— Text —
= List of The Promised Neverland chapters =

First tankōbon volume cover, published in Japan by Shueisha on December 2, 2016

This is a list of chapters of the Japanese manga series The Promised Neverland, written by Kaiu Shirai and illustrated by Posuka Demizu. The individual chapters were originally serialized in Shueisha's Weekly Shōnen Jump from August 1, 2016, to June 15, 2020, with 181 chapters in all; the chapters were collected in twenty tankōbon volumes. The series has been licensed for English-language release by Viz Media. The first printed volume in North America was released on December 5, 2017.

— Stated problem 1 —
Repeat the portion of the chapter list between "First tankōbon volume" and "December 5, 2017.", inclusive.
— Stated problem 2 —
For each statement, answer yes or no according to whether the chapter list agrees with it, and quote the words of the chapter list that decide it. (a) The series was illustrated by Kaiu Shirai. (b) The chapters were collected in twenty tankōbon volumes. (c) The first printed volume in North America was released in 2016.

[Collection entries]

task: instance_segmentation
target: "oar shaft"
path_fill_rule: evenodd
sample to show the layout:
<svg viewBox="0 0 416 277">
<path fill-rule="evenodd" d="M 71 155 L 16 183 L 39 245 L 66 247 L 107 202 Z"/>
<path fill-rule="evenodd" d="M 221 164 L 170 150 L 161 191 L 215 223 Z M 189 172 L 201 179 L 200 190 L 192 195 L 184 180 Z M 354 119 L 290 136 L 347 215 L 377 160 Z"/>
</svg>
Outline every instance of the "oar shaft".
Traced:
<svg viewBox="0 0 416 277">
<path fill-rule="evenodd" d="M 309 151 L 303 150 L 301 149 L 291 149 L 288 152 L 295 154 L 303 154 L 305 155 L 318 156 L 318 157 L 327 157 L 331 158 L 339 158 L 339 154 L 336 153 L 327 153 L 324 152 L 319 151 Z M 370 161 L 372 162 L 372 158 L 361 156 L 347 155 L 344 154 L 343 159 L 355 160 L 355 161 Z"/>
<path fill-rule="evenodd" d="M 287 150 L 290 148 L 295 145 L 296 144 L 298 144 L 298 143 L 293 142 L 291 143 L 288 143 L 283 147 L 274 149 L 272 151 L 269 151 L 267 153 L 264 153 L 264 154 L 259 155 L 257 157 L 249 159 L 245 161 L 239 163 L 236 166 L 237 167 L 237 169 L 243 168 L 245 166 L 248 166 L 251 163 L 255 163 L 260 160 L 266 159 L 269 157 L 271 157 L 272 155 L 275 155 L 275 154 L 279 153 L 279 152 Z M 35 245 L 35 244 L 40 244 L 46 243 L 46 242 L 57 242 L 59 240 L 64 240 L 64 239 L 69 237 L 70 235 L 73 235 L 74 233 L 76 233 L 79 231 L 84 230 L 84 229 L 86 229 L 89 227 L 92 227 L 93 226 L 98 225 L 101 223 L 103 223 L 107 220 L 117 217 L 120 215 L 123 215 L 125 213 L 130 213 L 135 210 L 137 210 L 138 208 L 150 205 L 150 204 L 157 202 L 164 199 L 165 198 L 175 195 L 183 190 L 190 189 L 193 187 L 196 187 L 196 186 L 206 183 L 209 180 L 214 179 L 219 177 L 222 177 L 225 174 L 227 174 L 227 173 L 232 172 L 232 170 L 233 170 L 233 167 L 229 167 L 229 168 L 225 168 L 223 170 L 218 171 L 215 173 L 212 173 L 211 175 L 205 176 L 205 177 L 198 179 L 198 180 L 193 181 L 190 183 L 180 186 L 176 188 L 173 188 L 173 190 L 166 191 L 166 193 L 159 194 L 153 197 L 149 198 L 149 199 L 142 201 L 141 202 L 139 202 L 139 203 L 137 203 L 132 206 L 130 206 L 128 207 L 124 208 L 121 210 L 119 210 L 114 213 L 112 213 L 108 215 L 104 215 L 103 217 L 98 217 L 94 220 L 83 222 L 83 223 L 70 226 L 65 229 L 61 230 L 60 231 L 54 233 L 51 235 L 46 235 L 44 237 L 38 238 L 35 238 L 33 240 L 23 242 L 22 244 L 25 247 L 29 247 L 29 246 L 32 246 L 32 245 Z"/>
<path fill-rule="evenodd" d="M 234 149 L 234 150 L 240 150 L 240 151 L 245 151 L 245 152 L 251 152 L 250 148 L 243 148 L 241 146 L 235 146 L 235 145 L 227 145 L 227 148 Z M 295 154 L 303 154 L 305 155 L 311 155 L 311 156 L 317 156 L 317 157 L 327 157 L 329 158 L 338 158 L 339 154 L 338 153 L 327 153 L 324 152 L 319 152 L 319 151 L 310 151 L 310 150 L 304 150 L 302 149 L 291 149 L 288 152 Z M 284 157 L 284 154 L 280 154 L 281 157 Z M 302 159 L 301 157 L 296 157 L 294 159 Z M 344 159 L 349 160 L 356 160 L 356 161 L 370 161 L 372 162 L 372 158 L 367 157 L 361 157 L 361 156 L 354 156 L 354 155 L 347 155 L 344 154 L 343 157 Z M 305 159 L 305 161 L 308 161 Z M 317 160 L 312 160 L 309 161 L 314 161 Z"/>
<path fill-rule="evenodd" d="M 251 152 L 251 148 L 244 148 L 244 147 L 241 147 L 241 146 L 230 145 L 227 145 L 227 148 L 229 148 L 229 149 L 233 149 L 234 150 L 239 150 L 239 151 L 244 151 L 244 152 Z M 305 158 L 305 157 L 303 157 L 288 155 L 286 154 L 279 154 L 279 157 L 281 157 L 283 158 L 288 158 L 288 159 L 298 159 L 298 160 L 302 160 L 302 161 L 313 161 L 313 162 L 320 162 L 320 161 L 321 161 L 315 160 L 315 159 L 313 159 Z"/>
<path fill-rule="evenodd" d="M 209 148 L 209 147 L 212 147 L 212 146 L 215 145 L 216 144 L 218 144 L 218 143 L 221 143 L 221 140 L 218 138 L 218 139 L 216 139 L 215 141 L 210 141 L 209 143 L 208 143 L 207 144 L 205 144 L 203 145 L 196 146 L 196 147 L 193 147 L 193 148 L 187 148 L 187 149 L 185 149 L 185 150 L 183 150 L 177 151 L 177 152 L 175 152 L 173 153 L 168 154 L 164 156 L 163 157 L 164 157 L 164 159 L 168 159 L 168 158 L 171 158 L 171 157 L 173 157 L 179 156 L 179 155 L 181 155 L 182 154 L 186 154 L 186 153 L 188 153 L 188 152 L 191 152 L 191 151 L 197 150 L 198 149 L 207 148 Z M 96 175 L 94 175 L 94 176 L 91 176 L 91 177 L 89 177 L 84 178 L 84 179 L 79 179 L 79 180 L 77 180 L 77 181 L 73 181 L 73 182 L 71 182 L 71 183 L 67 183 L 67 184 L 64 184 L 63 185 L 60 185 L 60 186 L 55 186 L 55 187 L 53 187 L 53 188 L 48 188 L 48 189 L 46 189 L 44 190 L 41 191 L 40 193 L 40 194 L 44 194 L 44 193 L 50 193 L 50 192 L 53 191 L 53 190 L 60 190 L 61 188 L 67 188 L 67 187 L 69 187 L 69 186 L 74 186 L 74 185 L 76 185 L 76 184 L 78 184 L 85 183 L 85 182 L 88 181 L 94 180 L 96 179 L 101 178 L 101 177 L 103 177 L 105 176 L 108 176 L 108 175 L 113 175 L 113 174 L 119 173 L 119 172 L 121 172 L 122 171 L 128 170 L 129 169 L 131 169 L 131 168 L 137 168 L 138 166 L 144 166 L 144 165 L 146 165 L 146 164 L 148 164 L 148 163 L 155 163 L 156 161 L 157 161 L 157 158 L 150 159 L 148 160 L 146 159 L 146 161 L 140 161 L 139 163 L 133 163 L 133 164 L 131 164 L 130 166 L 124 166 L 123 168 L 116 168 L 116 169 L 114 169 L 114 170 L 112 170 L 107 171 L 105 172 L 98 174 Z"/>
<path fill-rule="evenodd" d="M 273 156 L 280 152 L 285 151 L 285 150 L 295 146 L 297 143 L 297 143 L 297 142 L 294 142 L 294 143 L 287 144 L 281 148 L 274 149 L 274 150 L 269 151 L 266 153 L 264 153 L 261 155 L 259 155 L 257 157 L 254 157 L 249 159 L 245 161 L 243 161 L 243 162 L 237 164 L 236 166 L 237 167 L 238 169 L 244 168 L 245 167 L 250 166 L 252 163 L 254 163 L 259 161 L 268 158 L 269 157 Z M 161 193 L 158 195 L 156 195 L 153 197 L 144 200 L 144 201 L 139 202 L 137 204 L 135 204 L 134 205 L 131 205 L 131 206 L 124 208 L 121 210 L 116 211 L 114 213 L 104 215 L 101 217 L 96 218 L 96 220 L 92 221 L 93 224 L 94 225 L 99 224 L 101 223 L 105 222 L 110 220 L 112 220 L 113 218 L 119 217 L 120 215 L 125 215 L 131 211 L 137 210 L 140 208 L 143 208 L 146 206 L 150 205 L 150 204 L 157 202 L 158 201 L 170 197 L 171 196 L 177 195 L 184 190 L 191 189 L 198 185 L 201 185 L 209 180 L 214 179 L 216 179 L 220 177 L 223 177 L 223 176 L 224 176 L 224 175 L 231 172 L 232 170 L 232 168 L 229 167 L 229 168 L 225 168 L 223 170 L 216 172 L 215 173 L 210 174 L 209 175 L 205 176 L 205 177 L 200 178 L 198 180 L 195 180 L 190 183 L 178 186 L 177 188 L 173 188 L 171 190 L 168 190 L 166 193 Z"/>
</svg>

...

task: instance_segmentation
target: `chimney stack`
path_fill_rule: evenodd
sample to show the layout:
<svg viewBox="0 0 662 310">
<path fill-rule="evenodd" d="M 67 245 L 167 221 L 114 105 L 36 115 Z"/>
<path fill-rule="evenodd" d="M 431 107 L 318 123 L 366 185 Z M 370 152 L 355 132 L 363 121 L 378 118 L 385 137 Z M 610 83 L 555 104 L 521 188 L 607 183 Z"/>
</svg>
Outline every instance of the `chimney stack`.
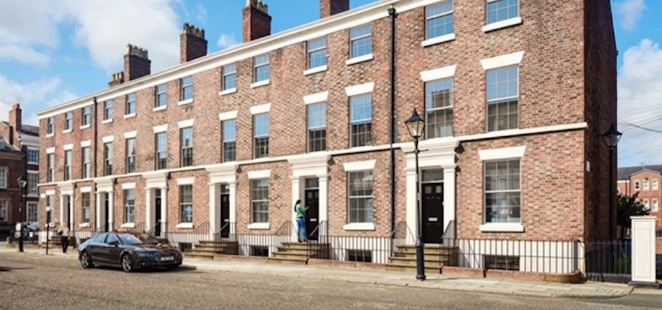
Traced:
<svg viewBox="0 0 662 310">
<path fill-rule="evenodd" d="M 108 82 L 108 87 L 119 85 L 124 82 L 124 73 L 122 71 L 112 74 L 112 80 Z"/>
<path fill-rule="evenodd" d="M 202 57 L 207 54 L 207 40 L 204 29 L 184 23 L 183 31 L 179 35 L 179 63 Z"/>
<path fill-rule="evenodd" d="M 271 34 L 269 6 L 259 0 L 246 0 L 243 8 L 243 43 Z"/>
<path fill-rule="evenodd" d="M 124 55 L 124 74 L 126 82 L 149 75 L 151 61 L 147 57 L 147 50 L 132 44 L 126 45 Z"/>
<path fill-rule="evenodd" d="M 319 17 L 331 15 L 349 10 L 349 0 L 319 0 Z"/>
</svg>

— Output 1 —
First tankōbon volume cover, published in Japan by Shueisha on December 2, 2016

This is a list of chapters of the Japanese manga series The Promised Neverland, written by Kaiu Shirai and illustrated by Posuka Demizu. The individual chapters were originally serialized in Shueisha's Weekly Shōnen Jump from August 1, 2016, to June 15, 2020, with 181 chapters in all; the chapters were collected in twenty tankōbon volumes. The series has been licensed for English-language release by Viz Media. The first printed volume in North America was released on December 5, 2017.

— Output 2 —
(a) No: "written by Kaiu Shirai and illustrated by Posuka Demizu"
(b) Yes: "the chapters were collected in twenty tankōbon volumes"
(c) No: "The first printed volume in North America was released on December 5, 2017."